» **Aim 1**:
Check each statement against the Texas travel post below. For each of (a), (b) and (c), answer yes or no and quote the words of the post that decide it.
(a) The writer drove 19 miles to reach the LBJ Ranch.
(b) The "Texas White House" was restored to its 1980s look.
(c) The writer took a taxi to the river walk.
» **Aim 2**: In the Texas travel post below, how long was the drive from the LBJ Ranch to San Antonio?
» **Aim 3**: Carry on the Texas travel post below, picking up right after its last sentence.

+++ Text extract +++

Monday, March 11, 2013

TEXAS!
Friday March 1. American history day

We drove 19 miles to the LBJ Ranch, a National Historic Park. They give you a self guiding cd as you drive around the ranch, stopping at various places. They talk about how much Johnson loved being here,and I agree, it is a very soothing place. Rolling grasses, LBJ's Hereford herd, rows of huge live oaks, and the gentle Pedernales river. A ranger took us on a tour of the "Texas White House", restored after Lady Bird's death in 2007 to its 1960's look. We spent all day touring the different sites, including a working farm restored to early 1900's. I saw how to start with milk, work through yogurt, to various cheeses.
We finally tore ourselves away and drove the hour to San Antonio in Friday afternoon traffic, got lost downtown looking for our hotel, but finally arrived, settled in, and took the hotel shuttle to the river walk. It's a different place at night! To complete our Texas culinary tour, we shared a BBQ 5 meat sampler plate, with salad, beans, slaw, and mashed potatoes, served by a full of himself waiter. Last adventure of the journey was walking back to the hotel in the dark, with a map that we had a lot of trouble seeing to read. We finally made out the street signs, and felt justified in that big BBQ meal to fuel our walk.
We are ready to plan our next adventure!

+++ Collected material +++

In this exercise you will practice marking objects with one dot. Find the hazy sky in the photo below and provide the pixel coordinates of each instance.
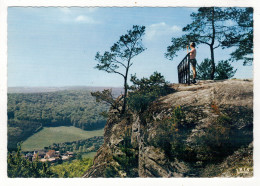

+++

» **Task answer 1**:
(a) Yes: "We drove 19 miles to the LBJ Ranch"
(b) No: "restored after Lady Bird's death in 2007 to its 1960's look"
(c) No: "took the hotel shuttle to the river walk"

» **Task answer 2**: About an hour, in Friday afternoon traffic.

» **Task answer 3**:
TEXAS! Days 3 and 4 at Big Bend and then the evening at Fredricksburg
Wed. Feb 27
Tour and walk day.
We dilly dallied around the room til mid morning. Our hectic schedule caught up with us. When we finally got organized we drove to the south west corner of the park. We stopped at the visitor center at Castelon and talked with the volunteer. There wasn't much there, and it felt isolated. Four miles of desert road past the ranger station is the trailhead for Santa Elena Canyon. We walked across the wide dry bed of Terlingua creek. The trail climbed in switchbacks over a hill then gradually descended to the river in the
canyon.it was perfect weather, and a beautiful trail. I was gloriously happy to be walking. But we had more places to go. Our next stop was the Dorgan-Sublett places, the ruins of the ranch houses. We ate our lunch of ham and cheese sandwich and yogurt in the ruins of the lower house, then walked up the Mesa to the upper Sublett house and the Dorgan house. The front wall of the Dorgan house remains, with windows looking out on mountains. Also remaining is a double fireplace made of petrified wood. It must have been beautiful in the house with that fireplace.
We continued on back up the Castelon Road toward home in the Chisos, stopping at different viewpoints. We walked again at Burro Mesa pour off. That was a mistake, we were walking on a dry gravel creekbed into a box canyon. The gravel was thick and gave under our feet like sand, so was hard walking. The canyon kept twisting. We would approach a corner, sure this would be the last turn and we would see the end of the canyon, but there would be yet another turn. We finally gave up and trudged back to the car. We also walked at the Sam Nail place. A windmill there creates a little oasis. We saw a cardinal in the brush. Dinner at the lodge with sunset, moon, and panoramic photography (playing with settings on the cameras). In the visitor center there was a display of a huge mountain lion. At the trailhead to the best sunset viewing spot there were signs warning of lion activity. I decided to make my photos from the sidewalk.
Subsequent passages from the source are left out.